SELECTED PASSAGE:
--- START ---
Claims that “spirituality” is beneficial for mental health (see this article for example) have been criticised on the grounds that definitions of spirituality have been broadened so much that they imply mental health by definition (Koenig, 2008). Spirituality traditionally had a narrow definition centred on belief in supernatural spirits such as God. However, mental health services have become increasingly interested in addressing the “spiritual” needs of consumers in recent times, and as a result attempts have been made to redefine the term in a way that would be maximally inclusive, so as to apply to people from diverse religious backgrounds and to those with no religion (Koenig, 2008). Many studies have broadened the term to incorporate a wide range of positive psychological concepts, such as purpose in life, hopefulness, social connectedness, peacefulness and well-being in general. This becomes problematic for research attempting to assess the relationship between “spirituality” and mental health because by most definitions good mental health implies that a person has some purpose in life, is hopeful, socially connected and has peace and well-being. Thus it becomes a meaningless tautology to say that spirituality is associated with better mental health when the term is defined this way (Lindeman & Aarnio, 2007).
A recent British study looked at the relationship between spirituality and mental health using a more traditional understanding of the term to avoid this problem of tautology (King et al., 2013). The study involved in-depth interviews with over 7000 people in England. Participants were sorted into those whose understanding of life was predominantly religious, spiritual, or neither. These terms were explained in the following way:
‘By religion, we mean the actual practice of a faith, e.g. going to a temple, mosque, church or synagogue. Some people do not follow a religion but do have spiritual beliefs or experiences. Some people make sense of their lives without any religious or spiritual belief.’
Participants were also interviewed in depth about their mental health, alcohol and drug use, social support, use of psychotropic medication, gambling, and were asked about their overall happiness.
--- END ---
RECORDS SUPPLIED:
--- START ---
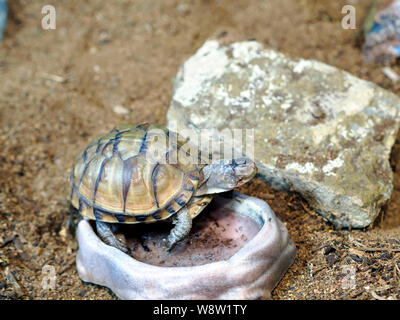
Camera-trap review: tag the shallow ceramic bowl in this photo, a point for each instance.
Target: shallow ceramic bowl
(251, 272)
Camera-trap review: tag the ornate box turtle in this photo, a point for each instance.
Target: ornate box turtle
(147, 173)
--- END ---
--- START ---
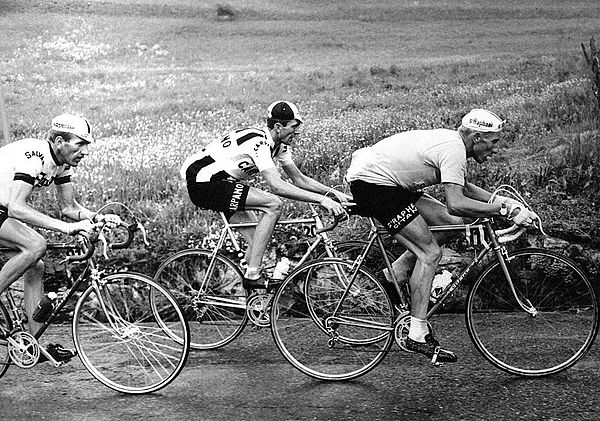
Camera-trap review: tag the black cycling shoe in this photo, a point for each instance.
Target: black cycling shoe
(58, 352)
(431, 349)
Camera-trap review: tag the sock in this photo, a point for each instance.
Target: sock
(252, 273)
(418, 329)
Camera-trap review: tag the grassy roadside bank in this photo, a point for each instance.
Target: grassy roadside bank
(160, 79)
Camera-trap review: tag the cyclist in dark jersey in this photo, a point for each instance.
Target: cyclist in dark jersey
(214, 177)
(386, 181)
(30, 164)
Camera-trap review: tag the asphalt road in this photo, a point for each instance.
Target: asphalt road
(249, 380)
--- END ---
REQUIRED TASKS:
a – According to the passage on spirituality and mental health, why does broadening the definition of spirituality undermine research on its link to mental health? Answer in one to three sentences.
b – Transcribe the passage on spirituality and mental health from "A recent British" to "their overall happiness.".
The lines given above are separate material and have no connection to the passage on spirituality and mental health.

RESULTS BY TASK:
a – The broadened definitions include concepts such as purpose in life, hopefulness, social connectedness, peacefulness and well-being, and most definitions of good mental health already imply these qualities. Saying that spirituality defined this way is associated with better mental health therefore becomes a meaningless tautology.

b –
A recent British study looked at the relationship between spirituality and mental health using a more traditional understanding of the term to avoid this problem of tautology (King et al., 2013). The study involved in-depth interviews with over 7000 people in England. Participants were sorted into those whose understanding of life was predominantly religious, spiritual, or neither. These terms were explained in the following way:
‘By religion, we mean the actual practice of a faith, e.g. going to a temple, mosque, church or synagogue. Some people do not follow a religion but do have spiritual beliefs or experiences. Some people make sense of their lives without any religious or spiritual belief.’
Participants were also interviewed in depth about their mental health, alcohol and drug use, social support, use of psychotropic medication, gambling, and were asked about their overall happiness.